* [WORK ITEM]
Look through the entries below and extract exactly the lines from the one containing "Target: view through door" through the one containing "Target: white ceiling panel", ends included.

*** Begin section ***

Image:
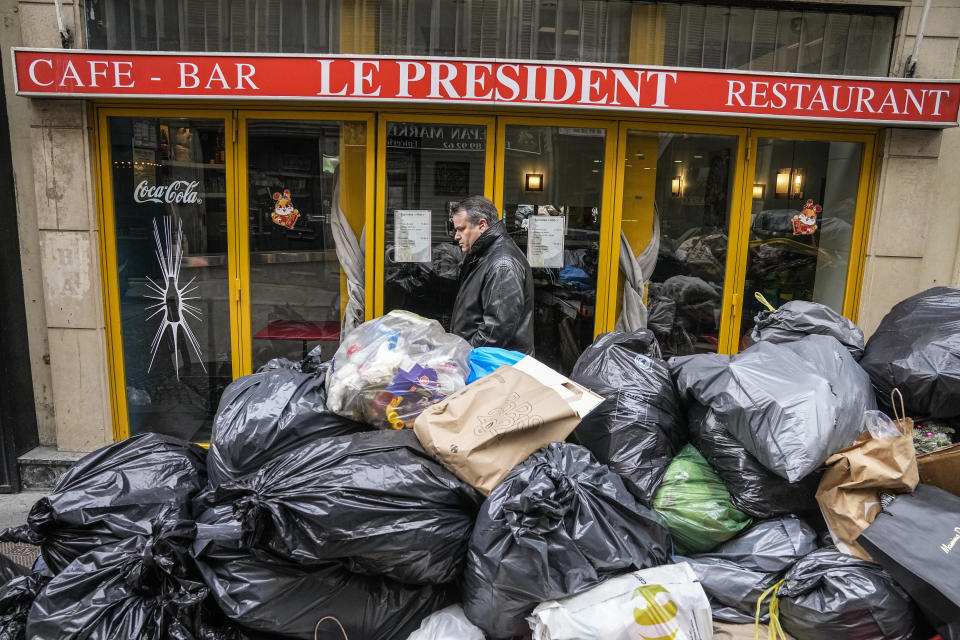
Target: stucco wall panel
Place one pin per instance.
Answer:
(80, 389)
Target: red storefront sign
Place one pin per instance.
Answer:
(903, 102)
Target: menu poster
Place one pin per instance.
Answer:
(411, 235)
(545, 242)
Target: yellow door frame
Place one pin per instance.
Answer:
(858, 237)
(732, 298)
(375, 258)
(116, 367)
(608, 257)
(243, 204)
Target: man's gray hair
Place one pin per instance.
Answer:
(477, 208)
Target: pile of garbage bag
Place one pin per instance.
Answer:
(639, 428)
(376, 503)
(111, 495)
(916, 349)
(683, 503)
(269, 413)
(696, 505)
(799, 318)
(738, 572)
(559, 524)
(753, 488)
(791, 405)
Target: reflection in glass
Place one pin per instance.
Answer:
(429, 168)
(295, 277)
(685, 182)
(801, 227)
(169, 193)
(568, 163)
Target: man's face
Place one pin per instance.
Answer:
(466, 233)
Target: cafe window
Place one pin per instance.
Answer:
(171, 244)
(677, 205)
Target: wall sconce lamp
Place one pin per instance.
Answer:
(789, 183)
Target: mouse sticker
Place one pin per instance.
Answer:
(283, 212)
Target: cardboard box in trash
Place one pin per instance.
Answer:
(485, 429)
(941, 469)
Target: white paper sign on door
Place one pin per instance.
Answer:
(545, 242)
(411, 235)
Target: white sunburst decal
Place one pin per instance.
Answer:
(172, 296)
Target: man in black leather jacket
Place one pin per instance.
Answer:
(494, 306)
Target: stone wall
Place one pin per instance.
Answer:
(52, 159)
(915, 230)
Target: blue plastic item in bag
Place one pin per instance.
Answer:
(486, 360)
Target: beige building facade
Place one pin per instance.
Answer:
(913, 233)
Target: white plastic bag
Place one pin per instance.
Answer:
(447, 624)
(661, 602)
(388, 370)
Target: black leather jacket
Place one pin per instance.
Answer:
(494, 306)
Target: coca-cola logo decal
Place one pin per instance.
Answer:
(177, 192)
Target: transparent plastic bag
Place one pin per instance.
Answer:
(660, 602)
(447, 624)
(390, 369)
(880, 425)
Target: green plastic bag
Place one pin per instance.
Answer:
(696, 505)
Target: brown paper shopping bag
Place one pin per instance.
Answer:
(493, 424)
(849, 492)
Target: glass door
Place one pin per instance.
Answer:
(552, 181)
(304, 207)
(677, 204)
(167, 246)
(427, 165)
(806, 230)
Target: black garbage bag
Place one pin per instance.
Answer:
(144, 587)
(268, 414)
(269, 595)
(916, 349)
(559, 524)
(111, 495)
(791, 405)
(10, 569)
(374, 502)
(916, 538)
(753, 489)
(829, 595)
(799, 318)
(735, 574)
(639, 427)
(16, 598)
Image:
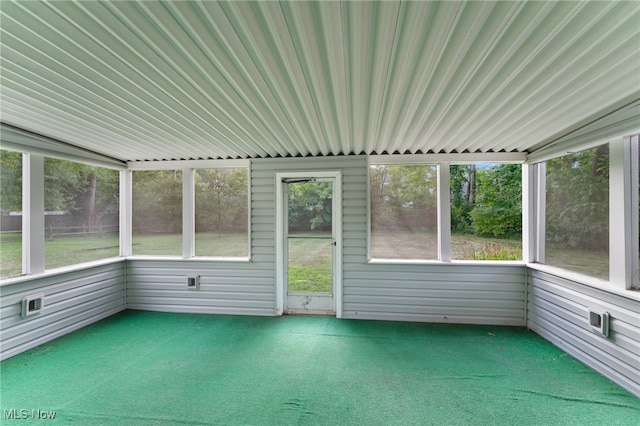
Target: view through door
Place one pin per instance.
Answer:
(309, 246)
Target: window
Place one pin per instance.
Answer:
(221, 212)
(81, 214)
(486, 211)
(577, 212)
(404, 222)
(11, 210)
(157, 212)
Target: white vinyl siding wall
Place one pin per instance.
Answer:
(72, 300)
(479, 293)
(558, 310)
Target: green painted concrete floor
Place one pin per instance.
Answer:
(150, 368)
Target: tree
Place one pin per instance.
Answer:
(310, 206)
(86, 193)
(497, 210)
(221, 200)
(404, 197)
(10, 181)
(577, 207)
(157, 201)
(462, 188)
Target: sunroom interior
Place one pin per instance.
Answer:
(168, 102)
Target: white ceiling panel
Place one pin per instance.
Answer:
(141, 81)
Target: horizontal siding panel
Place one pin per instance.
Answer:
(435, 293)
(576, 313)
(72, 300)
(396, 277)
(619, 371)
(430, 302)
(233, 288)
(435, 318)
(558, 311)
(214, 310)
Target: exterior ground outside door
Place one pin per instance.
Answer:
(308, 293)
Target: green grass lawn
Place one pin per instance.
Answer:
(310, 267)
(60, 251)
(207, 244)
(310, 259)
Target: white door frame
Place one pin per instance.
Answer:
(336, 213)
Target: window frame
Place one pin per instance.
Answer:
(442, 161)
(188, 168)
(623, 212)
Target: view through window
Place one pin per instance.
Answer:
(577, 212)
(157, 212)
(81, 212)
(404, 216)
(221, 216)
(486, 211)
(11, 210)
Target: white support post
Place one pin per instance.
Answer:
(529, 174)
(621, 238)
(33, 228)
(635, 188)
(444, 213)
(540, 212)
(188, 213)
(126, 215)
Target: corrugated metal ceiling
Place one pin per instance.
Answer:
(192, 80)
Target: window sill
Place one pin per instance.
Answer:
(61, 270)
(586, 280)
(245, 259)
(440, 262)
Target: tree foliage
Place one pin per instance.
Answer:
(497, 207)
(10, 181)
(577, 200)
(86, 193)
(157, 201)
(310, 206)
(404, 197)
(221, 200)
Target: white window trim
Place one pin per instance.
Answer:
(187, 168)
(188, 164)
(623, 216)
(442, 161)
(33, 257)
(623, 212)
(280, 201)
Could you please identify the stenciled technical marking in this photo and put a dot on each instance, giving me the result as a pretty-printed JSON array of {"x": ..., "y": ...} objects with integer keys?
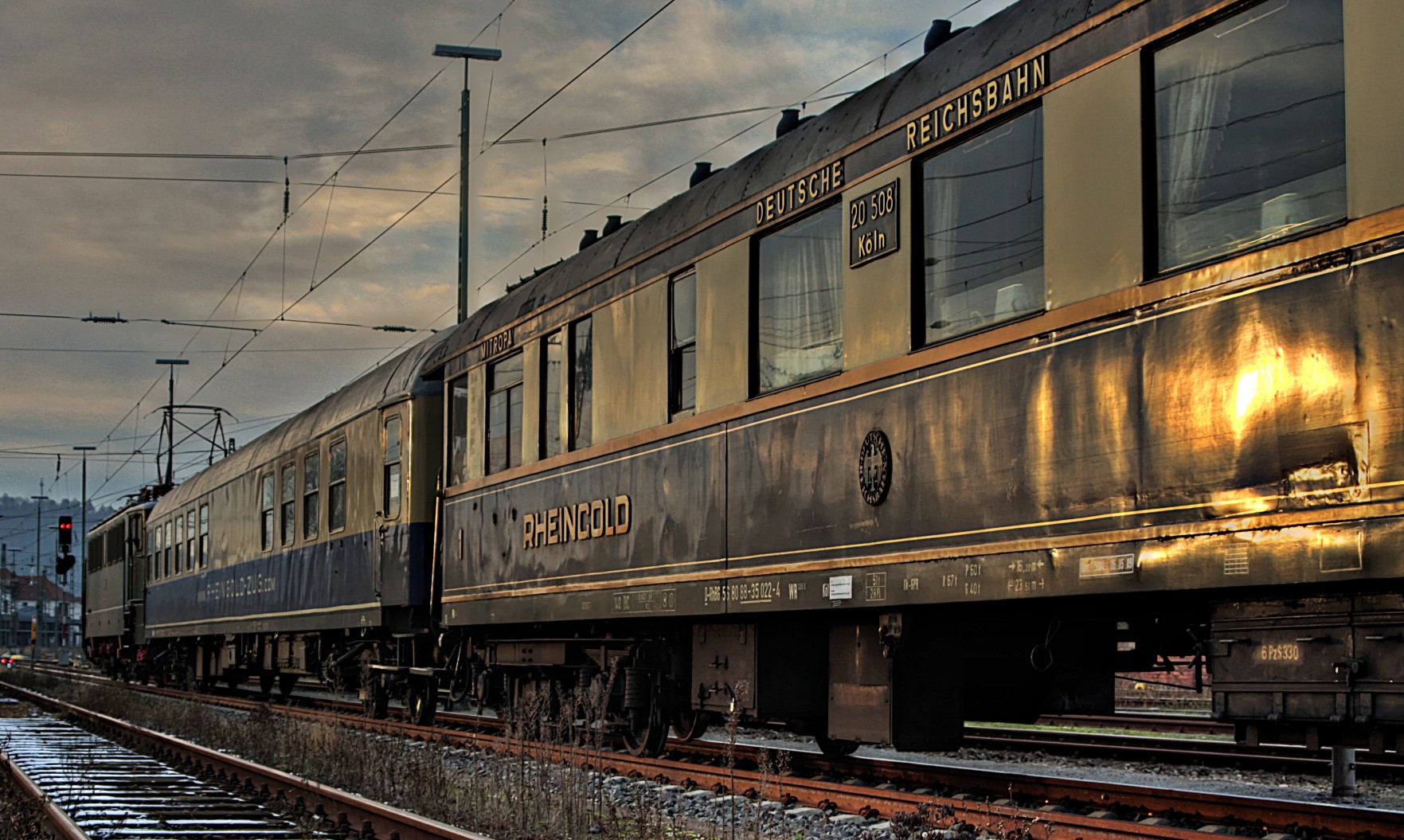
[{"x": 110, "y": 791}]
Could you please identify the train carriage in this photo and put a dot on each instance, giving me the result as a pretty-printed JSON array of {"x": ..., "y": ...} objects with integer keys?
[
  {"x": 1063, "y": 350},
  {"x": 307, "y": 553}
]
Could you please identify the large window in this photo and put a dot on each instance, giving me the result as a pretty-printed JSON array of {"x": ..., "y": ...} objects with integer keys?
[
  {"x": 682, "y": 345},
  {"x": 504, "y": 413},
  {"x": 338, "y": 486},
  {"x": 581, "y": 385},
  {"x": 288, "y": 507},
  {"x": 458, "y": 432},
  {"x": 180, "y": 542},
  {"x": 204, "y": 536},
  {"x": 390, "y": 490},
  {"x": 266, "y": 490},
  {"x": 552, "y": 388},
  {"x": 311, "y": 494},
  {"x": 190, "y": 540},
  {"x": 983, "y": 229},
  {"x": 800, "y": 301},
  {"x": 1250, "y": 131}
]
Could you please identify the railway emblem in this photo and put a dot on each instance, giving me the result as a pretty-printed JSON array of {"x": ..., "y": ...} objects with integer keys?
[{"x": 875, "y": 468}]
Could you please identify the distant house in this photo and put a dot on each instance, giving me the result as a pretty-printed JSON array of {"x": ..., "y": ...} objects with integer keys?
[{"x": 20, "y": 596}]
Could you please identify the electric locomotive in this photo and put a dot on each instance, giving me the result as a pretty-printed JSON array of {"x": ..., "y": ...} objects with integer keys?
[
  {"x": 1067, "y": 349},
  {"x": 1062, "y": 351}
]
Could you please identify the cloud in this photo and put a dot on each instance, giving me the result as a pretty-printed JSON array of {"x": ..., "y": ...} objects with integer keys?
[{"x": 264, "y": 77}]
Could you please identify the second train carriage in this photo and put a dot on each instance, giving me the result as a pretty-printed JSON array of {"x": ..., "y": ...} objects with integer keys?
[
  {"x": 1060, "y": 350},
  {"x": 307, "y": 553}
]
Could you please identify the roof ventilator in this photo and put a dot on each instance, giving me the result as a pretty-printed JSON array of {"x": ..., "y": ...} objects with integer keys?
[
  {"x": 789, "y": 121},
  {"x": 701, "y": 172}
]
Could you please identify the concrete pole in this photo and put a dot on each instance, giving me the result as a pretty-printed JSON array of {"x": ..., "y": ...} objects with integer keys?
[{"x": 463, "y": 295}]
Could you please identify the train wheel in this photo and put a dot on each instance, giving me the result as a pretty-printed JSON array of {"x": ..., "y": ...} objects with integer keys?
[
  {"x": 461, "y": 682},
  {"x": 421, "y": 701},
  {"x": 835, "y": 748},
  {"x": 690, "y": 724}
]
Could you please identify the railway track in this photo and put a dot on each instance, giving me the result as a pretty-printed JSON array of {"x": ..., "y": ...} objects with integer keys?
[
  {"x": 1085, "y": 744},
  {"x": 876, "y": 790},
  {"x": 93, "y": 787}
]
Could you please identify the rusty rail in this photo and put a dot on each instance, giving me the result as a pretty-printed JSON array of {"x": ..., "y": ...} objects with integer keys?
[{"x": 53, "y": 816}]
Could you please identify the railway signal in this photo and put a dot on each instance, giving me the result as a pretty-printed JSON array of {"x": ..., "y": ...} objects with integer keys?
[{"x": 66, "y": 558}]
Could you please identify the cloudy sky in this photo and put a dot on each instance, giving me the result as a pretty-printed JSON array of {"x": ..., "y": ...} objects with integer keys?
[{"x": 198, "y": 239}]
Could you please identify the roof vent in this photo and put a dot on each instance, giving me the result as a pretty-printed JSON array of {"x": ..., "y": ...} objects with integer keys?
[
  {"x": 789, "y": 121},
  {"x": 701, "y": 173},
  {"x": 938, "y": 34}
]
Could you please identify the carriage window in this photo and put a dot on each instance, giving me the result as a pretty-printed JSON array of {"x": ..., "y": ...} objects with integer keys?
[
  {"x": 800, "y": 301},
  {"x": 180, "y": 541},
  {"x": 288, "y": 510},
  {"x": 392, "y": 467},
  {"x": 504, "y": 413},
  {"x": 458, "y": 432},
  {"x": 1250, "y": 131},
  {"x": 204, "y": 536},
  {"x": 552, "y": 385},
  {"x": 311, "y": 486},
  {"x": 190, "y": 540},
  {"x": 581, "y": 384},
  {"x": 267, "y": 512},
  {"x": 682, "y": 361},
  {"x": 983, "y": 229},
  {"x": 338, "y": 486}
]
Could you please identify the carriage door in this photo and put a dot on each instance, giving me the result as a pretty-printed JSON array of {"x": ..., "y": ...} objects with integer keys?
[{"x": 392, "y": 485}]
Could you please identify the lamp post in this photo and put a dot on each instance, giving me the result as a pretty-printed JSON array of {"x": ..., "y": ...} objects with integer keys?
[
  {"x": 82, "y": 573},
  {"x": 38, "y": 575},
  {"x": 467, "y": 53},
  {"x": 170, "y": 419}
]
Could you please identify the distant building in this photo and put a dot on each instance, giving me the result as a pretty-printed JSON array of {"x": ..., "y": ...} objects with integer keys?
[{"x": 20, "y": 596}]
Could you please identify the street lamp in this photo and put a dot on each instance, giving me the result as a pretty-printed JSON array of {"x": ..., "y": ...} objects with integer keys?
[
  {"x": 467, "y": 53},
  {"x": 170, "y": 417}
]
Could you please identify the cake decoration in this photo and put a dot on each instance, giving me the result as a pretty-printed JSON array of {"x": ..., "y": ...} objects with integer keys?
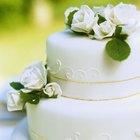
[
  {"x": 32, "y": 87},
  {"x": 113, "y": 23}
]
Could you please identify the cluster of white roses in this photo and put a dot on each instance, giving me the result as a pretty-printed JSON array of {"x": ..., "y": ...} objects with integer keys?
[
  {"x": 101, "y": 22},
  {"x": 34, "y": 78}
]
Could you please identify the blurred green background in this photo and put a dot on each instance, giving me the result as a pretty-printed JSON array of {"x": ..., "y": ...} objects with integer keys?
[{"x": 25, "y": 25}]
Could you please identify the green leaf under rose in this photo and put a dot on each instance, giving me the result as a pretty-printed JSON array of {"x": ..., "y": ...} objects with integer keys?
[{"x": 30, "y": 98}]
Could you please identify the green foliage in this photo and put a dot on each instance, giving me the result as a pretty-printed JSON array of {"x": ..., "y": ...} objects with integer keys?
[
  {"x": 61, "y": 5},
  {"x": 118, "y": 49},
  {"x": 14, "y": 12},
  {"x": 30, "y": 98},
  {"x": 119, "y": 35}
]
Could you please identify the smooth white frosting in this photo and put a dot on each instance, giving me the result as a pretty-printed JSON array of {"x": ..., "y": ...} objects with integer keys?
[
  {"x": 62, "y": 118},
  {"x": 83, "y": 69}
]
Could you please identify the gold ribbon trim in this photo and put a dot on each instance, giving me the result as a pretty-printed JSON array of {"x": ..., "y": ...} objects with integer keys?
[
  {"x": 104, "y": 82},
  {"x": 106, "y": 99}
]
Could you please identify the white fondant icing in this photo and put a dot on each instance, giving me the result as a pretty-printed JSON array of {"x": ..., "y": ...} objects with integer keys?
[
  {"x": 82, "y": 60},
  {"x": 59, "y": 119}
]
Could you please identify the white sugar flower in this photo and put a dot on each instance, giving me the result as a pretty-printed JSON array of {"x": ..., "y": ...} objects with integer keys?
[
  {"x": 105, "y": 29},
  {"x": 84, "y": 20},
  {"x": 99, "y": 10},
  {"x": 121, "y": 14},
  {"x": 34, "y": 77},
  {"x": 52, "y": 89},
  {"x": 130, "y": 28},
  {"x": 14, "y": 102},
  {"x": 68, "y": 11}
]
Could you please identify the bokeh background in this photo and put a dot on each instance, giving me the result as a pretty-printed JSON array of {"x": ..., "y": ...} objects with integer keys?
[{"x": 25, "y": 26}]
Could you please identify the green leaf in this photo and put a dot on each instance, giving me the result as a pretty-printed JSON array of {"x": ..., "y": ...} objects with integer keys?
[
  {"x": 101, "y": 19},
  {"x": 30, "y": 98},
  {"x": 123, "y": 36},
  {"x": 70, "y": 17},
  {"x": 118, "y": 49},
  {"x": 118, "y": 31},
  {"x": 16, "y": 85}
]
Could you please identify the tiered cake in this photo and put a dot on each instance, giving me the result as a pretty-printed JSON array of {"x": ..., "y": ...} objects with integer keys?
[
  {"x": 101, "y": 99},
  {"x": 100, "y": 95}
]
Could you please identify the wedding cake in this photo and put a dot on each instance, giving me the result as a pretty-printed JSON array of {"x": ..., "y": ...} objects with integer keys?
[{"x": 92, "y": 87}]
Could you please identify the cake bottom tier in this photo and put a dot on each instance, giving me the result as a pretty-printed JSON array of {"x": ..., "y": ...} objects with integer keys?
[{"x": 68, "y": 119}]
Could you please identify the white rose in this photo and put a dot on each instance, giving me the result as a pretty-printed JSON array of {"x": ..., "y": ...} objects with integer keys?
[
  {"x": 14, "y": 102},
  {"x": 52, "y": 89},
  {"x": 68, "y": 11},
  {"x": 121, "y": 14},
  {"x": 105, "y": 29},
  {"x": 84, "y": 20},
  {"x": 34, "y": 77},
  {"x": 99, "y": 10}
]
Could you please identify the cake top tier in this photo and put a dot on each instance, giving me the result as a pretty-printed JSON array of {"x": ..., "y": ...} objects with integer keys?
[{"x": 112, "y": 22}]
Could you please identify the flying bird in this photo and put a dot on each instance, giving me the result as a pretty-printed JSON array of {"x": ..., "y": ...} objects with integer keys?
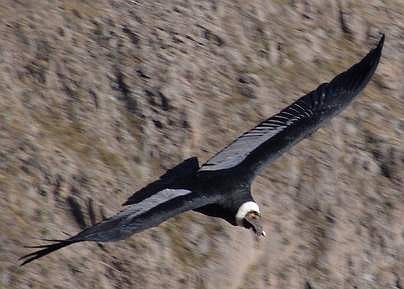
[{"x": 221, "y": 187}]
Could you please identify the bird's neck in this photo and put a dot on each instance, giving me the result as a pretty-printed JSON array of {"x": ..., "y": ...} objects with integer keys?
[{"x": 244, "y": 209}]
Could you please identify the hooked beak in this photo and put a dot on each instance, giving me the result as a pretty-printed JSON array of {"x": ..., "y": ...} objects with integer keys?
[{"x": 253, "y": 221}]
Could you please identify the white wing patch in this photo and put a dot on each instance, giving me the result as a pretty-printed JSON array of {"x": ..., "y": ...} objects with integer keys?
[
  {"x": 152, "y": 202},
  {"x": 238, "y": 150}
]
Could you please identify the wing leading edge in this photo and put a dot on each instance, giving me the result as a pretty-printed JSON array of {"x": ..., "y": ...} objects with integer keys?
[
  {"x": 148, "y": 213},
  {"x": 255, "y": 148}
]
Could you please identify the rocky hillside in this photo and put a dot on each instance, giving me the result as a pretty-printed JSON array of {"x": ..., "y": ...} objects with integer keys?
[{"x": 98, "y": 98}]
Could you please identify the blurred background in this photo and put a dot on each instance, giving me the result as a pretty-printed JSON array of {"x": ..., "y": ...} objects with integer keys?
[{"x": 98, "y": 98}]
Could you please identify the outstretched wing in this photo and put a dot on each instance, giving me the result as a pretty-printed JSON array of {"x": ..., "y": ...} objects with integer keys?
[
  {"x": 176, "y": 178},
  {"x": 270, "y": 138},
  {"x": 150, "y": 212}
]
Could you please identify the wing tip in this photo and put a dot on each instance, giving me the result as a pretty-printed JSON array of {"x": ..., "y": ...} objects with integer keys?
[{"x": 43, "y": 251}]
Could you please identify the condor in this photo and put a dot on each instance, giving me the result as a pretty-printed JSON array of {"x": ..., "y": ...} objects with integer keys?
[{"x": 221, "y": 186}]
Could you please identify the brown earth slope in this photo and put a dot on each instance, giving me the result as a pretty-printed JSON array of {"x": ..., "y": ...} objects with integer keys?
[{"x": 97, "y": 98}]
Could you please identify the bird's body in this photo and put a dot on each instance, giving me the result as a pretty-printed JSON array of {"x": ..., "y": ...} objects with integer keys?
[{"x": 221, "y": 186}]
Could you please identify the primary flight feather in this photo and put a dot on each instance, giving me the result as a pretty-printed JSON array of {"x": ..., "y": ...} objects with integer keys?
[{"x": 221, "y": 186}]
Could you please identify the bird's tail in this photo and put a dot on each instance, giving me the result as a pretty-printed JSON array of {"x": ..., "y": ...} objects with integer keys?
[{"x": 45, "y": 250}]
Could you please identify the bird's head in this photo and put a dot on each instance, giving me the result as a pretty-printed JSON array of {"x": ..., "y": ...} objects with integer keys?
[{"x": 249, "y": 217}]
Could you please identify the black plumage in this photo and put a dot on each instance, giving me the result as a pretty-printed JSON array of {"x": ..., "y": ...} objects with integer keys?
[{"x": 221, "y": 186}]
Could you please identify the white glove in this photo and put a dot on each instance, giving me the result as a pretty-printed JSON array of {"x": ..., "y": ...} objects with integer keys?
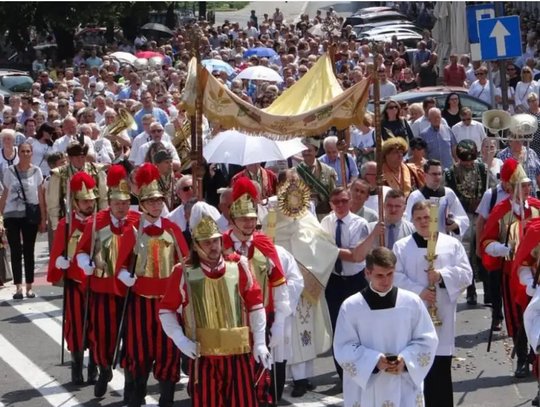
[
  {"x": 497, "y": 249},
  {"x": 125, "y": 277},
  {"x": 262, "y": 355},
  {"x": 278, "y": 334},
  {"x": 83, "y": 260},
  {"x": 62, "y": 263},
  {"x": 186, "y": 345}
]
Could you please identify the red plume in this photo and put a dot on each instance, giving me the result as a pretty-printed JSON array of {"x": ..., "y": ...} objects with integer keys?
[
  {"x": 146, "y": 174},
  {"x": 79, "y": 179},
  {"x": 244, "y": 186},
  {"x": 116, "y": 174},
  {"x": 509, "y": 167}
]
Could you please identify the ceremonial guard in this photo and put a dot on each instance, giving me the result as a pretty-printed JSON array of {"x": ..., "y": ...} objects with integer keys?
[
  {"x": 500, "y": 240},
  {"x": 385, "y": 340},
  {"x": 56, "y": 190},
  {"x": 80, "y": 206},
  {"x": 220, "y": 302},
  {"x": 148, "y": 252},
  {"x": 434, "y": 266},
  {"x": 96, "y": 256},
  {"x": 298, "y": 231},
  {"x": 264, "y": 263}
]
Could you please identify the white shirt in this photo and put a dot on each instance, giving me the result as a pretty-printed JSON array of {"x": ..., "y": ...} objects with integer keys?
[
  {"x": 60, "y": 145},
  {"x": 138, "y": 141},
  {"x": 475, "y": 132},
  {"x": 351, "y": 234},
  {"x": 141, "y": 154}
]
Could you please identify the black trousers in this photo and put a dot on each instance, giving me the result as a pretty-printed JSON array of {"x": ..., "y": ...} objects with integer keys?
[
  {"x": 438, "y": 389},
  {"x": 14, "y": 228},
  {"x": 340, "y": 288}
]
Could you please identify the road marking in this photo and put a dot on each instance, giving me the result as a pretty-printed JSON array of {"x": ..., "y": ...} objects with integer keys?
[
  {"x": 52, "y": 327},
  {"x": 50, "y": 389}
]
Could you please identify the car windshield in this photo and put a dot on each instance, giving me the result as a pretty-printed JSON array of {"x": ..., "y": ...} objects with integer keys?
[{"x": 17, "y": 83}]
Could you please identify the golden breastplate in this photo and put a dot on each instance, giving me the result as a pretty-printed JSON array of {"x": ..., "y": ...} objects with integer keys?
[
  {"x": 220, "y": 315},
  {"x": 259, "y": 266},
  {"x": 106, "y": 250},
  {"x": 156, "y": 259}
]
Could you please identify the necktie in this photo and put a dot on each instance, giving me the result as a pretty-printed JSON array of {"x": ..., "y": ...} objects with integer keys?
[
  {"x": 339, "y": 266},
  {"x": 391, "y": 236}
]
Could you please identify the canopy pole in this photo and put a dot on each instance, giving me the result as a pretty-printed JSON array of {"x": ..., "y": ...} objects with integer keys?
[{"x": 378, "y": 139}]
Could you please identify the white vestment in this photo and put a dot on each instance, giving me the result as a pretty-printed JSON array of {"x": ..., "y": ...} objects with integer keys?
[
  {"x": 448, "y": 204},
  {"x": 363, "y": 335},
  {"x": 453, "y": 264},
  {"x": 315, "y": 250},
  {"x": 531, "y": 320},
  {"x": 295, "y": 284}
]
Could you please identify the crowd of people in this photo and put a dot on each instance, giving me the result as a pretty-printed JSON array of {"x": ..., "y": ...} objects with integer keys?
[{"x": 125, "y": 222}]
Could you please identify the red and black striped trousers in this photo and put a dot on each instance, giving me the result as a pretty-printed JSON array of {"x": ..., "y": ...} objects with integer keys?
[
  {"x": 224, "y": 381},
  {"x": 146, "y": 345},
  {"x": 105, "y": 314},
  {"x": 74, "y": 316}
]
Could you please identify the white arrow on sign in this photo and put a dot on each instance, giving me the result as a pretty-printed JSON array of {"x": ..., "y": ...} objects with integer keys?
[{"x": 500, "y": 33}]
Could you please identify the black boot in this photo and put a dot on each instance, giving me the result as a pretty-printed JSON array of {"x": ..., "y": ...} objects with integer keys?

*** End section ***

* [TASK RESPONSE]
Target: view through door
Place one pin per instance.
Answer:
(309, 246)
Target: window
Place one pin per instance.
Answer:
(221, 212)
(81, 214)
(486, 211)
(577, 212)
(404, 222)
(11, 210)
(157, 212)
Target: white vinyl siding wall
Place one pin per instance.
Answer:
(72, 300)
(479, 293)
(558, 310)
Target: green painted concrete floor
Place one pin per instance.
Answer:
(150, 368)
Target: tree
Place one pin per instance.
Answer:
(310, 206)
(86, 193)
(497, 210)
(221, 200)
(404, 197)
(10, 181)
(577, 207)
(157, 201)
(462, 188)
Target: sunroom interior
Place one pin per instance.
Answer:
(168, 102)
Target: white ceiling panel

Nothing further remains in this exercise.